Repeat the material exactly as it appears.

____ LISTED ENTRIES

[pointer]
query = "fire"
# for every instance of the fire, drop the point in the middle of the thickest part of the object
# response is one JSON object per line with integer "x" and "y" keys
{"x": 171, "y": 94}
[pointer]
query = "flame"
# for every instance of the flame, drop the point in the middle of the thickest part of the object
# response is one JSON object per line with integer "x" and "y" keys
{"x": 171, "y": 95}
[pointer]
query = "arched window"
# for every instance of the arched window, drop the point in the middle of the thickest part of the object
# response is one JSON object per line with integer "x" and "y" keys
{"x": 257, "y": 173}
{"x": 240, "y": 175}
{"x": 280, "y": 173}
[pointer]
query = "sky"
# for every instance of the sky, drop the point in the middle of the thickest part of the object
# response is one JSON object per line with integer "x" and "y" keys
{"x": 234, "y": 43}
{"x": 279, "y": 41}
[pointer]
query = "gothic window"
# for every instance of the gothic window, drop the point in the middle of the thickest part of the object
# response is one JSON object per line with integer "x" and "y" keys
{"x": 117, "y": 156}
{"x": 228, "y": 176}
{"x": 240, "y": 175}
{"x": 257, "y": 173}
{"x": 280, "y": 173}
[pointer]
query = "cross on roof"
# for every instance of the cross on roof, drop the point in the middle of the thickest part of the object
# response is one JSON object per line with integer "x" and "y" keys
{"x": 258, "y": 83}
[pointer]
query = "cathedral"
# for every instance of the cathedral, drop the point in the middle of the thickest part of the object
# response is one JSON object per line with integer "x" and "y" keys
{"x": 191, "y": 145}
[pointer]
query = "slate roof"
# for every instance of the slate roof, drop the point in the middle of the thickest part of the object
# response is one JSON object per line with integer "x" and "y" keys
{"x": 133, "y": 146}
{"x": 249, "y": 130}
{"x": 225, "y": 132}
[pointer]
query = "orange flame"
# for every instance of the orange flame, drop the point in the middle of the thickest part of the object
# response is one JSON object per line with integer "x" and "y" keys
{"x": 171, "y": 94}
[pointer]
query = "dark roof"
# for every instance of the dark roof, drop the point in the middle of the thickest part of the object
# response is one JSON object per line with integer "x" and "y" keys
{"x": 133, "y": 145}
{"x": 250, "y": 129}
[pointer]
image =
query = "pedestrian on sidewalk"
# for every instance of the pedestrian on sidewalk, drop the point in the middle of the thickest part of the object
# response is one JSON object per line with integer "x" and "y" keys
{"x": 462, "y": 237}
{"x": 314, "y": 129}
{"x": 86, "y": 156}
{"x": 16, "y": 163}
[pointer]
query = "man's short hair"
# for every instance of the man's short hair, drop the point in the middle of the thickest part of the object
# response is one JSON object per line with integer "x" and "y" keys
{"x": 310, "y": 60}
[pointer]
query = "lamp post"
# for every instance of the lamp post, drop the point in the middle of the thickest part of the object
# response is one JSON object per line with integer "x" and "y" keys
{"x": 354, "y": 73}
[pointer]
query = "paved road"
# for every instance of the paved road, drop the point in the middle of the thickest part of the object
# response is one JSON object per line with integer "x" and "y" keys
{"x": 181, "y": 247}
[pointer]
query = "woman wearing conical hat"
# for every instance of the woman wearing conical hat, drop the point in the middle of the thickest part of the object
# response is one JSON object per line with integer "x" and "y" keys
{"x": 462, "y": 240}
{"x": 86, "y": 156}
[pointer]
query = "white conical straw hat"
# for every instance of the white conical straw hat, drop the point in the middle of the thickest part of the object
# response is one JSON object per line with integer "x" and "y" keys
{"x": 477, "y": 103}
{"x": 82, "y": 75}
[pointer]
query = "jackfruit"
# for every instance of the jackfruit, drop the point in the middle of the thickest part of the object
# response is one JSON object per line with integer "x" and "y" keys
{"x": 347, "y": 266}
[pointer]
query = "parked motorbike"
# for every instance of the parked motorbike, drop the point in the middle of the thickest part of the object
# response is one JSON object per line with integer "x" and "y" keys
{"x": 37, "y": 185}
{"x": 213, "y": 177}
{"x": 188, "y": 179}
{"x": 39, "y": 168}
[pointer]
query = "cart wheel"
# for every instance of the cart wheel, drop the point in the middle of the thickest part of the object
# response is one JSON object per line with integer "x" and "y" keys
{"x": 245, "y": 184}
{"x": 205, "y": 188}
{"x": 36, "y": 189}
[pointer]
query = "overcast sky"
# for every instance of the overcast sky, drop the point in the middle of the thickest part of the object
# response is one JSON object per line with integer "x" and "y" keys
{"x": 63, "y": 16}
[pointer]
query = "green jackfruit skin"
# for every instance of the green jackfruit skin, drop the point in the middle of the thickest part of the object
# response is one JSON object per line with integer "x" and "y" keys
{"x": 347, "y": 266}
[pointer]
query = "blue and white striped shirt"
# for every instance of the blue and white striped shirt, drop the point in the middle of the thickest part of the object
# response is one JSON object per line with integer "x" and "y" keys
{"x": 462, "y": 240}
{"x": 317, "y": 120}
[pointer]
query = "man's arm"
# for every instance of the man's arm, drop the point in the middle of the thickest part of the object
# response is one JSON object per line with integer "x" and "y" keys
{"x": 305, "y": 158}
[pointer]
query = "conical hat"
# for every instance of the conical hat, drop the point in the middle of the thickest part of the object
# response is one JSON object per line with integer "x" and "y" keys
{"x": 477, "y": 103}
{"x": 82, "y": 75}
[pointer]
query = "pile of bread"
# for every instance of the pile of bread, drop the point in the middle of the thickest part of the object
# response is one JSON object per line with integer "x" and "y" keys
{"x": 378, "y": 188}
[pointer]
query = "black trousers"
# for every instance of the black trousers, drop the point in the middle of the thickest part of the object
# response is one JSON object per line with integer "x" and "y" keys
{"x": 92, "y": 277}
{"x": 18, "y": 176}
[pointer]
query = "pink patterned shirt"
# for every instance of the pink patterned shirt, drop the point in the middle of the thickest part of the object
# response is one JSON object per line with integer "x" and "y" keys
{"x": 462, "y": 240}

________

* [TASK ANSWER]:
[pointer]
query = "fire"
# for every instance of the fire, drop the point in the middle of the thickest part of the object
# response is one JSON object per line with integer "x" and "y" keys
{"x": 171, "y": 94}
[pointer]
query = "flame"
# for every instance of the flame, drop the point in the middle of the thickest part of the object
# response is one JSON object per line with integer "x" and "y" keys
{"x": 171, "y": 95}
[pointer]
query = "arched window"
# for every instance of the arched window, drop the point in the middle of the thickest part of the object
# response is one JSON object per line with integer "x" and "y" keys
{"x": 257, "y": 173}
{"x": 240, "y": 175}
{"x": 280, "y": 173}
[pointer]
query = "sky"
# for every instance of the sky, drop the point in the middle of the thickest part of the object
# response is one JSON object per line with integer "x" and "y" keys
{"x": 234, "y": 43}
{"x": 279, "y": 41}
[pointer]
query = "gothic window"
# for every instance of the gothic window, drop the point in the middle of the thickest part of the object
# response is one JSON object per line with integer "x" and "y" keys
{"x": 117, "y": 156}
{"x": 228, "y": 176}
{"x": 240, "y": 175}
{"x": 257, "y": 173}
{"x": 280, "y": 173}
[pointer]
query = "cross on roof"
# for every instance of the cross on roof, drop the point in the middle of the thickest part of the object
# response is one JSON object per line with integer "x" and "y" keys
{"x": 258, "y": 83}
[pointer]
query = "cathedral"
# for every instance of the cathedral, drop the point in the middle of the thickest part of the object
# response is one JSON object per line with integer "x" and "y" keys
{"x": 191, "y": 145}
[pointer]
query = "slate roof"
# for every instance of the slate roof, drop the point in the middle of the thickest part of the object
# response is one JSON object per line with integer "x" and "y" keys
{"x": 133, "y": 146}
{"x": 249, "y": 130}
{"x": 225, "y": 132}
[pointer]
query = "orange flame"
# for every instance of the orange flame, drop the point in the middle of the thickest part of the object
# response is one JSON object per line with integer "x" and "y" keys
{"x": 171, "y": 94}
[pointer]
query = "dark roof"
# for every instance of the dark roof, drop the point in the middle of the thickest part of the object
# response is one JSON object per line with integer "x" and "y" keys
{"x": 133, "y": 145}
{"x": 250, "y": 129}
[pointer]
image =
query = "pedestrian on sidewalk"
# for every instance of the pedestrian on sidewalk, drop the point in the middle of the thickest part of the object
# response is one JSON object per line with integer "x" and "y" keys
{"x": 462, "y": 237}
{"x": 314, "y": 129}
{"x": 86, "y": 156}
{"x": 16, "y": 163}
[pointer]
query = "man's short hair"
# for every instance of the man's short hair, drop the point in the middle of the thickest part of the object
# response is one JSON object per line with integer "x" and "y" keys
{"x": 310, "y": 60}
[pointer]
query = "lamp post"
# for every instance of the lamp post, drop the point in the middle of the thickest part of the object
# response is one JSON object per line with integer "x" and "y" keys
{"x": 354, "y": 73}
[pointer]
query = "paved road"
# for every instance of the paved road, drop the point in the middle of the thickest part of the object
# response is one JSON object per line with integer "x" and "y" keys
{"x": 181, "y": 247}
[pointer]
query = "woman wearing conical hat"
# for every instance of the woman wearing conical hat, drop the point in the middle of the thickest part of the object
# response is one JSON object per line with integer "x" and "y" keys
{"x": 462, "y": 240}
{"x": 86, "y": 156}
[pointer]
query = "white conical straw hat"
# for every instance of the white conical straw hat, drop the point in the middle of the thickest part of the object
# response is one JSON object per line with integer "x" and "y" keys
{"x": 477, "y": 103}
{"x": 82, "y": 75}
[pointer]
query = "jackfruit"
# for every instance of the jackfruit, drop the point in the middle of the thickest part of the object
# response is one JSON object per line with integer "x" and "y" keys
{"x": 347, "y": 266}
[pointer]
query = "parked motorbike"
# for every instance of the parked motorbike, drop the point in the middle of the thickest part of the object
# response is one JSON object per line with integer "x" and "y" keys
{"x": 37, "y": 185}
{"x": 213, "y": 177}
{"x": 188, "y": 179}
{"x": 39, "y": 168}
[pointer]
query = "cart wheel"
# for every instance of the cart wheel, drop the point in the middle of the thickest part of the object
# response is one JSON object per line with integer "x" and "y" keys
{"x": 245, "y": 184}
{"x": 205, "y": 188}
{"x": 36, "y": 189}
[pointer]
query = "overcast sky"
# for every instance of the overcast sky, drop the point in the middle of the thickest part of the object
# response is one JSON object per line with integer "x" and "y" keys
{"x": 63, "y": 16}
[pointer]
query = "green jackfruit skin"
# for every instance of the green jackfruit skin, drop the point in the middle of the thickest part of the object
# response is one JSON object per line with integer "x" and "y" keys
{"x": 347, "y": 266}
[pointer]
query = "blue and white striped shirt"
# for every instance of the blue and white striped shirt, drop the point in the middle of the thickest part of the object
# response is one JSON object per line with integer "x" and "y" keys
{"x": 462, "y": 240}
{"x": 317, "y": 120}
[pointer]
query = "man's arm"
# for every instance of the man's arm, drop the point in the middle of the thickest part of the object
# response is one JSON object per line with integer "x" and "y" keys
{"x": 305, "y": 158}
[pointer]
query = "conical hat"
# for every instance of the conical hat, drop the point in the middle of the thickest part of the object
# response is one JSON object per line with integer "x" and "y" keys
{"x": 477, "y": 103}
{"x": 82, "y": 75}
[pointer]
query = "pile of bread"
# for every instance of the pile of bread, drop the point in the middle of the thickest part of the object
# response is one JSON object per line with integer "x" and "y" keys
{"x": 378, "y": 188}
[pointer]
query = "black trousers"
# for every instance of the black trousers, drop the point in the middle of the thickest part of the object
# response is one JSON object per line with integer "x" and "y" keys
{"x": 92, "y": 277}
{"x": 18, "y": 176}
[pointer]
query = "pink patterned shirt"
# for every instance of the pink patterned shirt, drop the point in the middle of the thickest part of the object
# response is one JSON object per line with integer "x" and "y" keys
{"x": 462, "y": 240}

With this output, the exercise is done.